→ To do: Present every line of the data below as a Markdown table with the columns Row and Line, numbering the rows in order and leaving out blank lines.

** start of Available data **

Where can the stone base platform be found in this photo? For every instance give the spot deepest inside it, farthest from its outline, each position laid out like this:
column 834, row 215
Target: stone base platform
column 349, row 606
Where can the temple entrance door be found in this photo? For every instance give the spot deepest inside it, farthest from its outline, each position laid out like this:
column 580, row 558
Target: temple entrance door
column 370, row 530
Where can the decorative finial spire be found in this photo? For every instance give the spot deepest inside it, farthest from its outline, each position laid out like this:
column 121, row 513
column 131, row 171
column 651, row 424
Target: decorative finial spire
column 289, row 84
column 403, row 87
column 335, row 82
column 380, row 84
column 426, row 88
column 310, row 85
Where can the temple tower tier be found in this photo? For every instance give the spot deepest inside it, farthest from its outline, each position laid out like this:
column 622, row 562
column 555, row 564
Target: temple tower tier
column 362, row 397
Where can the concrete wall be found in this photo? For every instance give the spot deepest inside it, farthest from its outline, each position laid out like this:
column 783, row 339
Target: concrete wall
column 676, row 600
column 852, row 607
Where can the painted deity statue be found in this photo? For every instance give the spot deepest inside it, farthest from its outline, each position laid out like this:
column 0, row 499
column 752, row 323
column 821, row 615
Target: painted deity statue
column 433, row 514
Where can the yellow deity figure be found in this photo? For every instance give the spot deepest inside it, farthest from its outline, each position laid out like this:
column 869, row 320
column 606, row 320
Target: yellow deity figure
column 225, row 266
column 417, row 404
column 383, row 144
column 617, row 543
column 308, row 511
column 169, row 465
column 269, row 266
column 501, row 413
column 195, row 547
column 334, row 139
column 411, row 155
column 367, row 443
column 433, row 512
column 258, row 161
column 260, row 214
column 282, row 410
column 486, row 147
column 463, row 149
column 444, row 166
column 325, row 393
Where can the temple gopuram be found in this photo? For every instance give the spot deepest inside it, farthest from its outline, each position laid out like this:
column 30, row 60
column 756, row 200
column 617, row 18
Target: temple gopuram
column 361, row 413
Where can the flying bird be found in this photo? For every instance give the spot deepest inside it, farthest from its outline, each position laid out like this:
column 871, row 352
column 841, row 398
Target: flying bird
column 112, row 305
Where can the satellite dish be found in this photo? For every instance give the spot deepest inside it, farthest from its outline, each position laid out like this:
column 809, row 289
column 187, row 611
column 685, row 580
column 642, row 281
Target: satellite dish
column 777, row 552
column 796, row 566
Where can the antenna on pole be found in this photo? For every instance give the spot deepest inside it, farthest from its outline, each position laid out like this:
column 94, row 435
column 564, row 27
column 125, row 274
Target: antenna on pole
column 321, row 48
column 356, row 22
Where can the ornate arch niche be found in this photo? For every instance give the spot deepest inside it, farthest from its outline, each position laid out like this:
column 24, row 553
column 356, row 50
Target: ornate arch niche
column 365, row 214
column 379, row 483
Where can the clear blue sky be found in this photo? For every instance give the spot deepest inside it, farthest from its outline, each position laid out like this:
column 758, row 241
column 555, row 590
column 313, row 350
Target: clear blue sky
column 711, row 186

** end of Available data **

→ Exercise output:
| Row | Line |
|---|---|
| 1 | Where can the stone base platform be found in this photo? For every instance give the spot deepest inside it, farthest from its outline, each position laid out like this: |
| 2 | column 834, row 215 |
| 3 | Target: stone base platform |
| 4 | column 349, row 606 |
| 5 | Where can the temple entrance door be found in this photo? For every instance give the spot deepest inside it, farthest from its outline, each position laid out like this: |
| 6 | column 580, row 558 |
| 7 | Target: temple entrance door |
| 8 | column 370, row 530 |
| 9 | Where can the decorative finial spire be found in this photo? For every instance give the spot deepest inside it, farthest from its outline, each position laid out like this: |
| 10 | column 121, row 513 |
| 11 | column 131, row 171 |
| 12 | column 651, row 424 |
| 13 | Target: decorative finial spire |
| 14 | column 289, row 84 |
| 15 | column 403, row 87 |
| 16 | column 335, row 82 |
| 17 | column 380, row 84 |
| 18 | column 426, row 88 |
| 19 | column 310, row 85 |
| 20 | Where can the temple tower tier be found in this photo? For every instance give the spot deepest inside it, farthest from its outline, each position laid out like this: |
| 21 | column 622, row 562 |
| 22 | column 555, row 564 |
| 23 | Target: temple tower tier |
| 24 | column 362, row 397 |
| 25 | Where can the concrete wall be found in this photo? For every instance give the spot deepest inside it, farthest from its outline, each position laid out like this: |
| 26 | column 783, row 339 |
| 27 | Target: concrete wall |
| 28 | column 676, row 600 |
| 29 | column 852, row 607 |
| 30 | Where can the painted deity statue be found in this photo? For every instance give the spot deepest inside it, farthest from its outline, each position laid out like this: |
| 31 | column 0, row 499 |
| 32 | column 752, row 323 |
| 33 | column 821, row 615 |
| 34 | Target: painted deity statue |
| 35 | column 433, row 514 |
| 36 | Where can the yellow deity figure be found in this photo? For every instance give the spot deepest inside it, farthest from its outline, each position laid out like this: |
| 37 | column 869, row 320 |
| 38 | column 606, row 320 |
| 39 | Target: yellow deity figure |
| 40 | column 225, row 266 |
| 41 | column 417, row 404 |
| 42 | column 383, row 144 |
| 43 | column 617, row 543 |
| 44 | column 308, row 511 |
| 45 | column 169, row 465 |
| 46 | column 269, row 266 |
| 47 | column 501, row 413 |
| 48 | column 195, row 547 |
| 49 | column 334, row 139 |
| 50 | column 411, row 155 |
| 51 | column 367, row 443 |
| 52 | column 433, row 512 |
| 53 | column 258, row 161 |
| 54 | column 260, row 214 |
| 55 | column 282, row 410 |
| 56 | column 486, row 147 |
| 57 | column 463, row 149 |
| 58 | column 444, row 166 |
| 59 | column 325, row 393 |
| 60 | Where can the temple gopuram be found in this photo? For every instance give the spot deepest inside it, farthest from its outline, each position laid out like this: |
| 61 | column 30, row 60 |
| 62 | column 756, row 200 |
| 63 | column 617, row 18 |
| 64 | Target: temple gopuram |
| 65 | column 361, row 413 |
| 66 | Where can the flying bird be found in this photo? For every instance give the spot deepest inside it, farthest from its outline, each position laid out like this: |
| 67 | column 871, row 352 |
| 68 | column 841, row 398 |
| 69 | Target: flying bird |
| 70 | column 112, row 305 |
| 71 | Where can the satellite dish be found in this photo? For every instance give the spot deepest inside it, farthest from its outline, each position laid out like this: |
| 72 | column 809, row 289 |
| 73 | column 187, row 611 |
| 74 | column 685, row 580 |
| 75 | column 642, row 281 |
| 76 | Target: satellite dish |
| 77 | column 777, row 552 |
| 78 | column 796, row 566 |
| 79 | Where can the antenna on pole be found in this photo? For every instance give the spot deepest inside it, farthest from its outline, each position laid out like this: |
| 80 | column 94, row 435 |
| 81 | column 564, row 27 |
| 82 | column 125, row 274 |
| 83 | Target: antenna on pole |
| 84 | column 321, row 48 |
| 85 | column 356, row 22 |
| 86 | Where can the ornate arch niche be found in this photo? For every instance give the spot deepest inside it, farthest from its outline, each position laid out like this: |
| 87 | column 24, row 553 |
| 88 | column 356, row 50 |
| 89 | Target: ornate arch niche |
| 90 | column 365, row 214 |
| 91 | column 379, row 483 |
| 92 | Where can the clear blue sky be found in this photo? For every instance give the spot deepest inside it, farthest from its outline, each position laid out like this: |
| 93 | column 758, row 241 |
| 94 | column 555, row 590 |
| 95 | column 313, row 350 |
| 96 | Target: clear blue sky |
| 97 | column 711, row 186 |